■ EXTRAIT ■
_ _ _

C’est une très belle rampe de mise à l’eau, qui donne accès à une rivière où abondent les poissons, les oiseaux, les tortues, les grenouilles et les mammifères. Seul problème, elle est réservée aux résidants de la municipalité. Encore heureux. Il y a des accès qui sont strictement réservés aux propriétaires riverains.

L’accès aux plans d’eau publics est problématique depuis de nombreuses années. Or, la situation continue d’empirer.

« Juste cette année, on parle d’une bonne quinzaine de municipalités qui ont interdit l’accès aux non-résidants ou qui ont imposé des tarifs excessifs », déplore Francis Girard, vice-président de l’Association des pêcheurs sportifs du Québec.

Cette association s’est jointe à d’autres organisations, comme Canot Kayak Québec, Nautisme Québec et la Fédération de voile du Québec, pour écrire une lettre ouverte au premier ministre François Legault afin de réclamer un accès plus équitable aux plans d’eau publics.

« La situation s’est vraiment détériorée, poursuit M. Girard. Il y a eu tout l’effet de la pandémie, qui a ramené certaines personnes à la pêche sportive. Les gens se sont garrochés. Des villes ont probablement vu une augmentation de l’achalandage. Ça les a amenées à mettre en place des restrictions ou de nouvelles réglementations. »

Ces restrictions ont souvent eu un effet domino. Lorsque les gens se butaient à un accès restreint, ils se rendaient en masse à un autre accès, provoquant un achalandage élevé… et incitant la municipalité à instaurer à son tour des restrictions. Et ainsi de suite.

Il y a une autre problématique, soit la privatisation des berges, affirme Pierre Marquis, directeur général de Canot Kayak Québec. Les municipalités laissent les promoteurs développer tous les lots le long des plans d’eau.

PHOTO MARTIN TREMBLAY, ARCHIVES LA PRESSE

Même pour un simple kayak, il peut parfois être difficile de trouver un accès à l’eau.

« Il y a un avantage pécuniaire à développer les rives, ça rapporte des taxes », note-t-il.

Le problème, c’est qu’on ne conserve pas d’espace pour préserver un accès à l’eau.

Cela soulève toute la question de l’équité sociale : une famille de classe moyenne, qui n’a pas les moyens de se payer un chalet en bordure d’un plan d’eau, se retrouve exclue. Ou doit payer des frais d’accès très élevés.

Pour une famille moyenne, verser 50 $ par jour pour descendre un bateau, ce n’est pas beaucoup demander si on n’y va qu’une fois. Mais ce l’est si on y va toutes les semaines.

_ _ _

■ DONNÉES SOURCES ■
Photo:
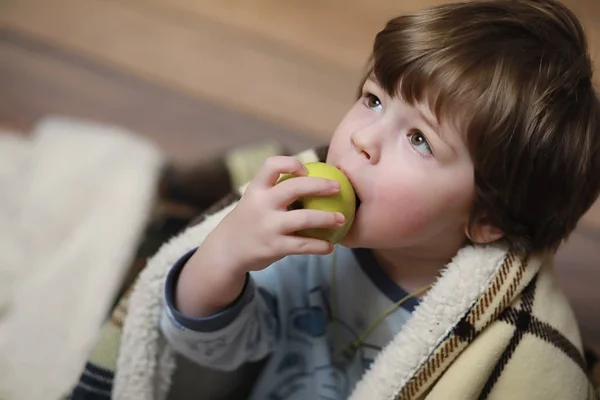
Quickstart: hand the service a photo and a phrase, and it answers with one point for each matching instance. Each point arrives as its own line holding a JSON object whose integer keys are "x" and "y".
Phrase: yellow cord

_ _ _

■ TRAVAIL DEMANDÉ ■
1. Selon l'extrait, qui est vice-président de l'Association des pêcheurs sportifs du Québec ?
2. Modifiez le passage de l'extrait qui commence par « Il y a une autre » et va jusqu'à « préserver un accès à l’eau. » : remplacez-y « promoteurs » par « entrepreneurs ».

■ RÉPONSES ■
1. Francis Girard.

2.
Il y a une autre problématique, soit la privatisation des berges, affirme Pierre Marquis, directeur général de Canot Kayak Québec. Les municipalités laissent les entrepreneurs développer tous les lots le long des plans d’eau.

PHOTO MARTIN TREMBLAY, ARCHIVES LA PRESSE

Même pour un simple kayak, il peut parfois être difficile de trouver un accès à l’eau.

« Il y a un avantage pécuniaire à développer les rives, ça rapporte des taxes », note-t-il.

Le problème, c’est qu’on ne conserve pas d’espace pour préserver un accès à l’eau.